--- Passage provided Enclosed Below ---
By Charlie Mitchell
OXFORD – Abraham Lincoln inspired people of the North to sweep the South and rid it of the pestilence of slavery.
What’s that? It’s the snapshot of the American Civil War lots of people keep in their brains. If that’s all they need or want, fine. For others, however, 150th anniversary events now getting under way offer a learning opportunity not just about that war, but most of them.
A good starting place would be to understand it wasn’t a civil war at all. That term describes a struggle among various groups or factions seeking control of a single government. What happened in 1861 was that several states, including Mississippi, voted to break away from the others and start a separate confederation. The war started when the states that didn’t secede said, “No, you can’t do that,” and the South responded, “Can, too.”
The first shot was fired at Fort Sumter, S.C., on April 13, 1861.
That scene near the opening of the “Gone With The Wind” movie was accurate. Southern boys whooped it up. As word spread that war had come, the firmly held belief was that Sumter would, in essence, ratify secession. The prevailing sentiment was that Northerners might argue against dividing the Union, but had no will to wage war, much less a legal basis on which to stop the split.
Lincoln was in his first term. His call to arms after Sumter was a surprise to many, but once he made a commitment to preserve the Union the outcome was ordained – if Lincoln could stay the course. The North had more people and a far greater industrial base. The South could not win a war of attrition – and that is what it became.
But the war that, in fact, ended slavery did not begin as a moral quest any more than World War II began as an effort to end the wholesale slaughter of European Jews. Both wars had moral outcomes, but as byproducts. What triggered them were struggles for power, economic leverage.
--- End of Enclosed Passage provided ---
#### Tasks
**1.** For the Civil War column, decide whether each statement agrees with it: (a) The first shot of the war was fired at Fort Sumter on April 13, 1861. (b) Lincoln was in his second term when the war began. (c) The South had a greater industrial base than the North.
**2.** Repeat the Civil War column from "A good starting" up to and including "stop the split.", switching "Mississippi" to "Alabama".
**3.** According to the Civil War column, which movie has an accurate scene near its opening?
--- Source data Enclosed Below ---
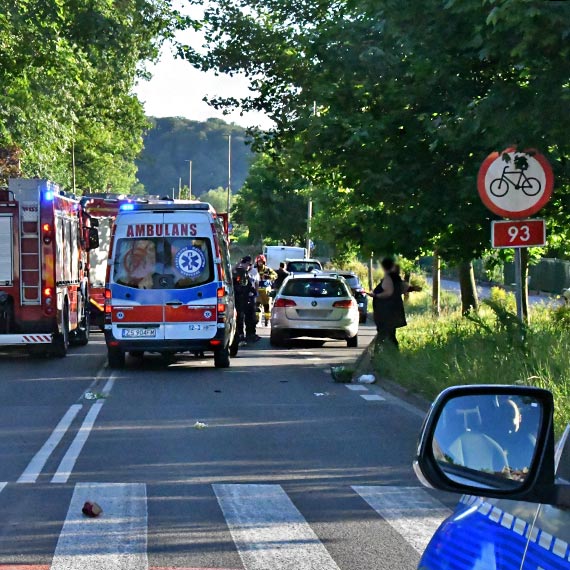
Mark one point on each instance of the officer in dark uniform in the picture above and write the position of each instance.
(245, 294)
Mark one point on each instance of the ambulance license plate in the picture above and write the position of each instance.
(139, 333)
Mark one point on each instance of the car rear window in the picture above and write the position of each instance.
(163, 263)
(314, 288)
(303, 266)
(352, 281)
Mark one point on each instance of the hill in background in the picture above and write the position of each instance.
(174, 140)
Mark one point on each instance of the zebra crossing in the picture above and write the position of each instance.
(267, 529)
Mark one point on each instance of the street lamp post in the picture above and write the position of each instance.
(189, 178)
(229, 176)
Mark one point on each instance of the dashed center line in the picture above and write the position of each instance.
(39, 460)
(67, 463)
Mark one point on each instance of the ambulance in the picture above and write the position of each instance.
(169, 283)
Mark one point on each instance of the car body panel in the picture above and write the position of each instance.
(502, 534)
(314, 298)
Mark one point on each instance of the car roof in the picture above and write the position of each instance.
(313, 275)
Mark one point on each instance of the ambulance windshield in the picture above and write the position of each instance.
(163, 263)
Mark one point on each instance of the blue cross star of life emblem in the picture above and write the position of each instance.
(190, 261)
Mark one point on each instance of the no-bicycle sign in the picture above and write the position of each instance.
(515, 184)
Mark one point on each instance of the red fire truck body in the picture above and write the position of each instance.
(44, 287)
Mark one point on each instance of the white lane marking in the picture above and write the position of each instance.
(372, 397)
(66, 466)
(117, 539)
(39, 460)
(410, 511)
(268, 530)
(109, 385)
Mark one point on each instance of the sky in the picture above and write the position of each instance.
(177, 89)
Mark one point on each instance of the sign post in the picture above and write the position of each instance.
(515, 185)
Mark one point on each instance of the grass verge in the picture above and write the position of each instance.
(436, 353)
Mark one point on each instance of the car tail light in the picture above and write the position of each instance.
(222, 304)
(47, 233)
(108, 307)
(49, 308)
(285, 303)
(346, 304)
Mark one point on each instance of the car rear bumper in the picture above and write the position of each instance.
(339, 334)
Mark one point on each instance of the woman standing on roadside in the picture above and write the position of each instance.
(387, 302)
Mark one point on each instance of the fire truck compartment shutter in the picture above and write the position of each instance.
(6, 260)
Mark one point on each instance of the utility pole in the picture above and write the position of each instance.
(189, 179)
(72, 163)
(229, 176)
(309, 217)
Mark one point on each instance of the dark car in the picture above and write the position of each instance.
(357, 292)
(494, 445)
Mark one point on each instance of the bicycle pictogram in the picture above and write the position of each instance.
(528, 184)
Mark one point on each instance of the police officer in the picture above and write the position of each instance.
(245, 294)
(263, 277)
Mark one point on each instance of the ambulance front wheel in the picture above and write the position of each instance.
(60, 342)
(115, 357)
(222, 357)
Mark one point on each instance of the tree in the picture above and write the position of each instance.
(67, 69)
(218, 197)
(406, 113)
(272, 205)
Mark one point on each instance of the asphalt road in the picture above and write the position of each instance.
(290, 471)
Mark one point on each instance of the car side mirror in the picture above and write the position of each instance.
(496, 441)
(93, 238)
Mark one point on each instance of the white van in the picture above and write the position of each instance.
(275, 254)
(169, 283)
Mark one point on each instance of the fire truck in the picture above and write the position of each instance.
(44, 267)
(103, 208)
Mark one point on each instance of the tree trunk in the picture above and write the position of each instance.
(524, 279)
(469, 301)
(436, 285)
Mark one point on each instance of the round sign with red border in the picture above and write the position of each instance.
(515, 184)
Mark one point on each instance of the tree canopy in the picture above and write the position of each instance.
(67, 70)
(390, 108)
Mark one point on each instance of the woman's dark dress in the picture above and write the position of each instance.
(389, 313)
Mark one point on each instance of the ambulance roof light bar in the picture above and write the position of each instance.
(170, 206)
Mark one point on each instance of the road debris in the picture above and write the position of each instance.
(366, 379)
(91, 509)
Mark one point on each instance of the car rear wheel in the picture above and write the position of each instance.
(80, 336)
(222, 357)
(352, 342)
(277, 338)
(234, 347)
(116, 358)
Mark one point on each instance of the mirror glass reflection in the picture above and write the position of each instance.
(494, 435)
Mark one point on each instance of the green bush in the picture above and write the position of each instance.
(439, 352)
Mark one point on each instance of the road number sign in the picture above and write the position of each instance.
(515, 184)
(518, 233)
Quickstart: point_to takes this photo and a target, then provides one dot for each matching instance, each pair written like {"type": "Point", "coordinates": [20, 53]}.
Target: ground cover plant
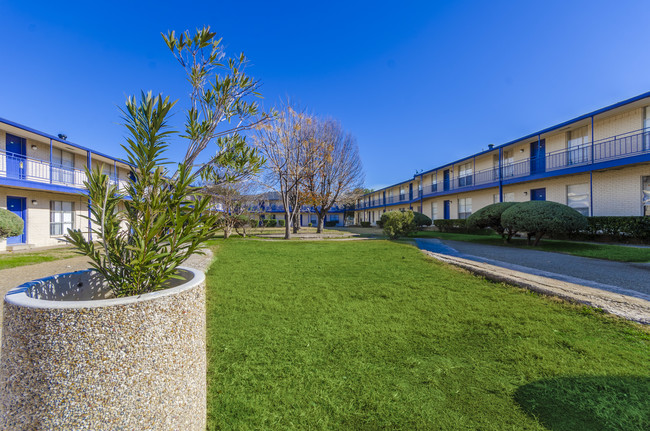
{"type": "Point", "coordinates": [375, 335]}
{"type": "Point", "coordinates": [12, 260]}
{"type": "Point", "coordinates": [595, 250]}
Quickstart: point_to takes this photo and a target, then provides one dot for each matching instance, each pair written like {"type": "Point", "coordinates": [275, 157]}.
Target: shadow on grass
{"type": "Point", "coordinates": [588, 403]}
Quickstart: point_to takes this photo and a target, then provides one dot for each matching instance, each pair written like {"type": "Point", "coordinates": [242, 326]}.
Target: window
{"type": "Point", "coordinates": [465, 175]}
{"type": "Point", "coordinates": [646, 196]}
{"type": "Point", "coordinates": [508, 163]}
{"type": "Point", "coordinates": [464, 208]}
{"type": "Point", "coordinates": [61, 217]}
{"type": "Point", "coordinates": [646, 128]}
{"type": "Point", "coordinates": [577, 197]}
{"type": "Point", "coordinates": [62, 166]}
{"type": "Point", "coordinates": [577, 142]}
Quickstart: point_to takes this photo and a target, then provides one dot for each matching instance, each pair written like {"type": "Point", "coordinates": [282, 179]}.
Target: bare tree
{"type": "Point", "coordinates": [284, 144]}
{"type": "Point", "coordinates": [334, 170]}
{"type": "Point", "coordinates": [236, 203]}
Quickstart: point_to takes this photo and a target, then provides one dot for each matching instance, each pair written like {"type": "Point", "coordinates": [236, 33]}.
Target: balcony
{"type": "Point", "coordinates": [578, 159]}
{"type": "Point", "coordinates": [31, 170]}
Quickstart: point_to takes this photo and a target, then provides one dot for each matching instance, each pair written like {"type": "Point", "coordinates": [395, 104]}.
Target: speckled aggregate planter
{"type": "Point", "coordinates": [72, 362]}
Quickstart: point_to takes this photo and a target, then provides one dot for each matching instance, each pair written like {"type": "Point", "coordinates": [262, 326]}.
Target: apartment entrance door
{"type": "Point", "coordinates": [16, 155]}
{"type": "Point", "coordinates": [445, 180]}
{"type": "Point", "coordinates": [18, 207]}
{"type": "Point", "coordinates": [447, 211]}
{"type": "Point", "coordinates": [538, 156]}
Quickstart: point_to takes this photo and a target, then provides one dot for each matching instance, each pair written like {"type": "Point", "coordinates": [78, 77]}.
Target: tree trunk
{"type": "Point", "coordinates": [287, 225]}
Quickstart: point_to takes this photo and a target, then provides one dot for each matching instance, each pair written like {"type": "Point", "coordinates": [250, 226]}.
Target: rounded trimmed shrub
{"type": "Point", "coordinates": [538, 218]}
{"type": "Point", "coordinates": [10, 224]}
{"type": "Point", "coordinates": [490, 216]}
{"type": "Point", "coordinates": [398, 223]}
{"type": "Point", "coordinates": [421, 219]}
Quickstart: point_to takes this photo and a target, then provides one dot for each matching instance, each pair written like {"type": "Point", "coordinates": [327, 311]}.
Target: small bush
{"type": "Point", "coordinates": [538, 218]}
{"type": "Point", "coordinates": [270, 222]}
{"type": "Point", "coordinates": [451, 225]}
{"type": "Point", "coordinates": [398, 223]}
{"type": "Point", "coordinates": [421, 220]}
{"type": "Point", "coordinates": [620, 228]}
{"type": "Point", "coordinates": [490, 216]}
{"type": "Point", "coordinates": [10, 224]}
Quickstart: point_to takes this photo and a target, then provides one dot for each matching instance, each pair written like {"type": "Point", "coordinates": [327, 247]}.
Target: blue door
{"type": "Point", "coordinates": [538, 195]}
{"type": "Point", "coordinates": [15, 156]}
{"type": "Point", "coordinates": [18, 206]}
{"type": "Point", "coordinates": [538, 156]}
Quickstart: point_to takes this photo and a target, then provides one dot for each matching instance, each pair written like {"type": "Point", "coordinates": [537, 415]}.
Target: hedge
{"type": "Point", "coordinates": [538, 218]}
{"type": "Point", "coordinates": [451, 225]}
{"type": "Point", "coordinates": [398, 223]}
{"type": "Point", "coordinates": [10, 224]}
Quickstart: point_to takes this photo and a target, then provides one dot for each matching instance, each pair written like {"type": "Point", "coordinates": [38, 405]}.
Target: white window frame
{"type": "Point", "coordinates": [577, 197]}
{"type": "Point", "coordinates": [62, 217]}
{"type": "Point", "coordinates": [464, 208]}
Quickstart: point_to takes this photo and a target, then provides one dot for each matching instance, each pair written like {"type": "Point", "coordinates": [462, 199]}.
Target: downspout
{"type": "Point", "coordinates": [50, 161]}
{"type": "Point", "coordinates": [591, 172]}
{"type": "Point", "coordinates": [90, 232]}
{"type": "Point", "coordinates": [500, 175]}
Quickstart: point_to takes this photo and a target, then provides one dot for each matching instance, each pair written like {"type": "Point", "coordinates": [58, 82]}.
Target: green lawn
{"type": "Point", "coordinates": [374, 335]}
{"type": "Point", "coordinates": [600, 251]}
{"type": "Point", "coordinates": [12, 260]}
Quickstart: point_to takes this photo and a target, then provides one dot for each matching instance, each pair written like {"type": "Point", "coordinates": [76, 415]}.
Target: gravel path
{"type": "Point", "coordinates": [620, 277]}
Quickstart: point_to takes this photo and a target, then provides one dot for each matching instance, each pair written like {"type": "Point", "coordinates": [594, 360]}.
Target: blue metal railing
{"type": "Point", "coordinates": [17, 166]}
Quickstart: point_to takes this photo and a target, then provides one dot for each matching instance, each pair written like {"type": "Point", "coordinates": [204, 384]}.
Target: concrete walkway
{"type": "Point", "coordinates": [632, 279]}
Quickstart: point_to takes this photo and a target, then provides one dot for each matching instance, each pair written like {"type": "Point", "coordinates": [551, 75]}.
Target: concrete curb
{"type": "Point", "coordinates": [628, 307]}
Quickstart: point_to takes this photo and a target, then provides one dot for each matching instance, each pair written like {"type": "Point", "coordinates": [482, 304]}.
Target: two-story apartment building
{"type": "Point", "coordinates": [597, 163]}
{"type": "Point", "coordinates": [41, 180]}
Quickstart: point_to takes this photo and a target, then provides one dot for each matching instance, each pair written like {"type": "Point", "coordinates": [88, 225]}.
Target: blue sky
{"type": "Point", "coordinates": [419, 84]}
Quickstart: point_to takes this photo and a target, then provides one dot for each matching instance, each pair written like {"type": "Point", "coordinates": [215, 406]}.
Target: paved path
{"type": "Point", "coordinates": [626, 278]}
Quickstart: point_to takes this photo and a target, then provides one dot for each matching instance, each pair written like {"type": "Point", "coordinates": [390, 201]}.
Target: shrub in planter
{"type": "Point", "coordinates": [490, 217]}
{"type": "Point", "coordinates": [123, 346]}
{"type": "Point", "coordinates": [10, 224]}
{"type": "Point", "coordinates": [538, 218]}
{"type": "Point", "coordinates": [399, 223]}
{"type": "Point", "coordinates": [421, 220]}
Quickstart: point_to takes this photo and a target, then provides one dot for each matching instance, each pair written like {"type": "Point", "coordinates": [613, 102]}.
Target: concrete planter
{"type": "Point", "coordinates": [74, 360]}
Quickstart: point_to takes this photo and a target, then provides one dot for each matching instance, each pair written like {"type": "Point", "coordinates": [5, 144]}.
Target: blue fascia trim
{"type": "Point", "coordinates": [35, 185]}
{"type": "Point", "coordinates": [56, 138]}
{"type": "Point", "coordinates": [546, 130]}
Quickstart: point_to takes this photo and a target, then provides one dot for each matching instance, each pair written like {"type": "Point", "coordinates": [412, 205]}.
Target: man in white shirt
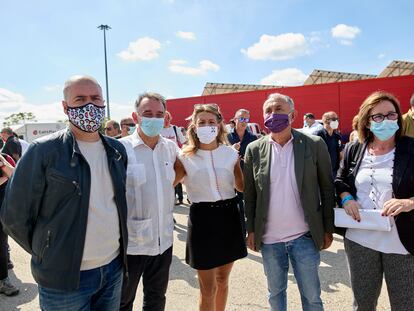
{"type": "Point", "coordinates": [150, 198]}
{"type": "Point", "coordinates": [174, 133]}
{"type": "Point", "coordinates": [310, 125]}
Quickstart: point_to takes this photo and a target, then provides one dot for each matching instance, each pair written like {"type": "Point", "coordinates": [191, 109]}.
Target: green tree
{"type": "Point", "coordinates": [17, 118]}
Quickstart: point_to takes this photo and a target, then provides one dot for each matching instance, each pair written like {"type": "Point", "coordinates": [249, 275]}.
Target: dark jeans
{"type": "Point", "coordinates": [155, 272]}
{"type": "Point", "coordinates": [99, 289]}
{"type": "Point", "coordinates": [3, 254]}
{"type": "Point", "coordinates": [179, 192]}
{"type": "Point", "coordinates": [241, 211]}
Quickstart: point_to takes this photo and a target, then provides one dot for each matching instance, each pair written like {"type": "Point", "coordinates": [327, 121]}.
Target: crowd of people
{"type": "Point", "coordinates": [95, 211]}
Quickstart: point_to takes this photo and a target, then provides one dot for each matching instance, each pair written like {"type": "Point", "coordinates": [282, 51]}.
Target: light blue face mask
{"type": "Point", "coordinates": [385, 129]}
{"type": "Point", "coordinates": [131, 130]}
{"type": "Point", "coordinates": [151, 126]}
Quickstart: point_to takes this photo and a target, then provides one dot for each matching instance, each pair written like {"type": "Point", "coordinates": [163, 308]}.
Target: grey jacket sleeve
{"type": "Point", "coordinates": [326, 186]}
{"type": "Point", "coordinates": [250, 194]}
{"type": "Point", "coordinates": [23, 198]}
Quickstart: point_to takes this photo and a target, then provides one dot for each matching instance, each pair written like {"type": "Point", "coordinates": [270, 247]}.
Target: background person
{"type": "Point", "coordinates": [239, 138]}
{"type": "Point", "coordinates": [173, 133]}
{"type": "Point", "coordinates": [353, 137]}
{"type": "Point", "coordinates": [127, 126]}
{"type": "Point", "coordinates": [289, 197]}
{"type": "Point", "coordinates": [377, 173]}
{"type": "Point", "coordinates": [332, 138]}
{"type": "Point", "coordinates": [112, 129]}
{"type": "Point", "coordinates": [408, 120]}
{"type": "Point", "coordinates": [310, 125]}
{"type": "Point", "coordinates": [12, 146]}
{"type": "Point", "coordinates": [211, 172]}
{"type": "Point", "coordinates": [6, 287]}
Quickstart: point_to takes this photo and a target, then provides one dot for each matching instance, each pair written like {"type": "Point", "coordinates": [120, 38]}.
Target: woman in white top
{"type": "Point", "coordinates": [378, 173]}
{"type": "Point", "coordinates": [211, 172]}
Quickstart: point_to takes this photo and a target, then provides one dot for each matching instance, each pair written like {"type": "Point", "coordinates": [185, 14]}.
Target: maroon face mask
{"type": "Point", "coordinates": [277, 122]}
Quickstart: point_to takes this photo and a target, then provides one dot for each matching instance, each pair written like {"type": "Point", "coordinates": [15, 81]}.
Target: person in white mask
{"type": "Point", "coordinates": [211, 172]}
{"type": "Point", "coordinates": [150, 199]}
{"type": "Point", "coordinates": [332, 138]}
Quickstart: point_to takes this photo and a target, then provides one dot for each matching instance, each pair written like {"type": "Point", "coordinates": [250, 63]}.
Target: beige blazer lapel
{"type": "Point", "coordinates": [265, 154]}
{"type": "Point", "coordinates": [299, 156]}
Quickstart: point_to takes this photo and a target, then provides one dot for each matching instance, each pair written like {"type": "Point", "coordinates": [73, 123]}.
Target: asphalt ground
{"type": "Point", "coordinates": [248, 289]}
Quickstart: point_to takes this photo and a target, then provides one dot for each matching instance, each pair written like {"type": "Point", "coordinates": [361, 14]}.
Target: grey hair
{"type": "Point", "coordinates": [274, 96]}
{"type": "Point", "coordinates": [151, 95]}
{"type": "Point", "coordinates": [75, 79]}
{"type": "Point", "coordinates": [240, 111]}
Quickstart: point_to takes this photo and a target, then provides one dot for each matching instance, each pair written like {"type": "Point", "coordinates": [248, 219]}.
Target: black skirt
{"type": "Point", "coordinates": [215, 235]}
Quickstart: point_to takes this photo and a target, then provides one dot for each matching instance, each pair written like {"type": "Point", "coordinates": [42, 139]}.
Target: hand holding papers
{"type": "Point", "coordinates": [371, 219]}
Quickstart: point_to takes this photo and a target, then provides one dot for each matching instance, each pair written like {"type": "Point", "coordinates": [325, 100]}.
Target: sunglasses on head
{"type": "Point", "coordinates": [244, 119]}
{"type": "Point", "coordinates": [333, 119]}
{"type": "Point", "coordinates": [379, 117]}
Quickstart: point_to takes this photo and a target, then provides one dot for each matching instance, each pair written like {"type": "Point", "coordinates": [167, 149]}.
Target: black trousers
{"type": "Point", "coordinates": [179, 192]}
{"type": "Point", "coordinates": [155, 272]}
{"type": "Point", "coordinates": [241, 210]}
{"type": "Point", "coordinates": [3, 254]}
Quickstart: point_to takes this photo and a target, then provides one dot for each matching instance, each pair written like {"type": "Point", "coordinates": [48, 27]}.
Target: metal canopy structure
{"type": "Point", "coordinates": [397, 68]}
{"type": "Point", "coordinates": [323, 76]}
{"type": "Point", "coordinates": [223, 88]}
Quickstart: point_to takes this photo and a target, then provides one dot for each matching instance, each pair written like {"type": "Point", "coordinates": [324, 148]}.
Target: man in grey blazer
{"type": "Point", "coordinates": [289, 197]}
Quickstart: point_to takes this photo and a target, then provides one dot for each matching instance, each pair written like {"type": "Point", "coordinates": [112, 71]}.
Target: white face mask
{"type": "Point", "coordinates": [334, 124]}
{"type": "Point", "coordinates": [207, 134]}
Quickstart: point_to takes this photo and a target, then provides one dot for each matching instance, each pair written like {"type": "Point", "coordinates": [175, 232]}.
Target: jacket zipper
{"type": "Point", "coordinates": [76, 184]}
{"type": "Point", "coordinates": [46, 246]}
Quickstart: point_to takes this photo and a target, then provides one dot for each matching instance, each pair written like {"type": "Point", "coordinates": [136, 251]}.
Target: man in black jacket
{"type": "Point", "coordinates": [65, 204]}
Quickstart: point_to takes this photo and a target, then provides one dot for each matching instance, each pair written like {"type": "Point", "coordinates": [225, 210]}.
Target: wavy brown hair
{"type": "Point", "coordinates": [364, 114]}
{"type": "Point", "coordinates": [193, 142]}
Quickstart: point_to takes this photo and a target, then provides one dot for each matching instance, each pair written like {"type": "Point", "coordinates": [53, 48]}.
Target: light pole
{"type": "Point", "coordinates": [104, 28]}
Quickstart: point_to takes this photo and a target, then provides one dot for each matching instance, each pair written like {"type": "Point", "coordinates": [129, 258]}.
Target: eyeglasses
{"type": "Point", "coordinates": [379, 117]}
{"type": "Point", "coordinates": [244, 119]}
{"type": "Point", "coordinates": [198, 106]}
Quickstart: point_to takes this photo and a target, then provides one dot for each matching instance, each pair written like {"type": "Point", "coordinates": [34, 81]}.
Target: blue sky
{"type": "Point", "coordinates": [175, 46]}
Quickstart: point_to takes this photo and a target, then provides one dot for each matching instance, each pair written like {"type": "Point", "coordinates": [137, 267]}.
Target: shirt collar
{"type": "Point", "coordinates": [136, 140]}
{"type": "Point", "coordinates": [271, 141]}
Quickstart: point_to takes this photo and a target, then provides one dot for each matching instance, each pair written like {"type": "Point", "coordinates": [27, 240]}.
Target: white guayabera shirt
{"type": "Point", "coordinates": [150, 195]}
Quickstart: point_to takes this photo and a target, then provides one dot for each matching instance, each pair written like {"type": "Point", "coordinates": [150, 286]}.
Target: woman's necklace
{"type": "Point", "coordinates": [375, 193]}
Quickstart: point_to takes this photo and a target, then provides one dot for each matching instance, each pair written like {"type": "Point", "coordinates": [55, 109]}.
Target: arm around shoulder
{"type": "Point", "coordinates": [23, 198]}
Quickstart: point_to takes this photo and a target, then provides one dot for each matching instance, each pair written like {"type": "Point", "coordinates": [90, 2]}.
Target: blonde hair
{"type": "Point", "coordinates": [193, 143]}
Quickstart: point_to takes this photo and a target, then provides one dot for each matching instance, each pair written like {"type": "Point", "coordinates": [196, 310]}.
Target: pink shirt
{"type": "Point", "coordinates": [285, 218]}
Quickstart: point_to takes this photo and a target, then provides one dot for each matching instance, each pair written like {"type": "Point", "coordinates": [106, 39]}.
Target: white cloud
{"type": "Point", "coordinates": [179, 66]}
{"type": "Point", "coordinates": [52, 88]}
{"type": "Point", "coordinates": [344, 33]}
{"type": "Point", "coordinates": [12, 102]}
{"type": "Point", "coordinates": [285, 77]}
{"type": "Point", "coordinates": [186, 35]}
{"type": "Point", "coordinates": [8, 97]}
{"type": "Point", "coordinates": [143, 49]}
{"type": "Point", "coordinates": [280, 47]}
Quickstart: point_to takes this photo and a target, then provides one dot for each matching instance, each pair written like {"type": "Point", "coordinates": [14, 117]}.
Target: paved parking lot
{"type": "Point", "coordinates": [247, 285]}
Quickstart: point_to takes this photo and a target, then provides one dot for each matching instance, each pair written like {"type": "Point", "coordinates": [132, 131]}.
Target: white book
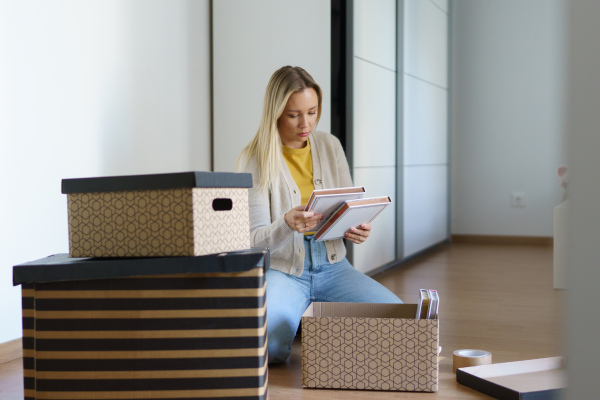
--- End of Enclosed Source data ---
#### Your responses
**1.**
(a) Yes: "The first shot was fired at Fort Sumter, S.C., on April 13, 1861."
(b) No: "Lincoln was in his first term."
(c) No: "The North had more people and a far greater industrial base."

**2.**
A good starting place would be to understand it wasn’t a civil war at all. That term describes a struggle among various groups or factions seeking control of a single government. What happened in 1861 was that several states, including Alabama, voted to break away from the others and start a separate confederation. The war started when the states that didn’t secede said, “No, you can’t do that,” and the South responded, “Can, too.”
The first shot was fired at Fort Sumter, S.C., on April 13, 1861.
That scene near the opening of the “Gone With The Wind” movie was accurate. Southern boys whooped it up. As word spread that war had come, the firmly held belief was that Sumter would, in essence, ratify secession. The prevailing sentiment was that Northerners might argue against dividing the Union, but had no will to wage war, much less a legal basis on which to stop the split.

**3.** "Gone With The Wind"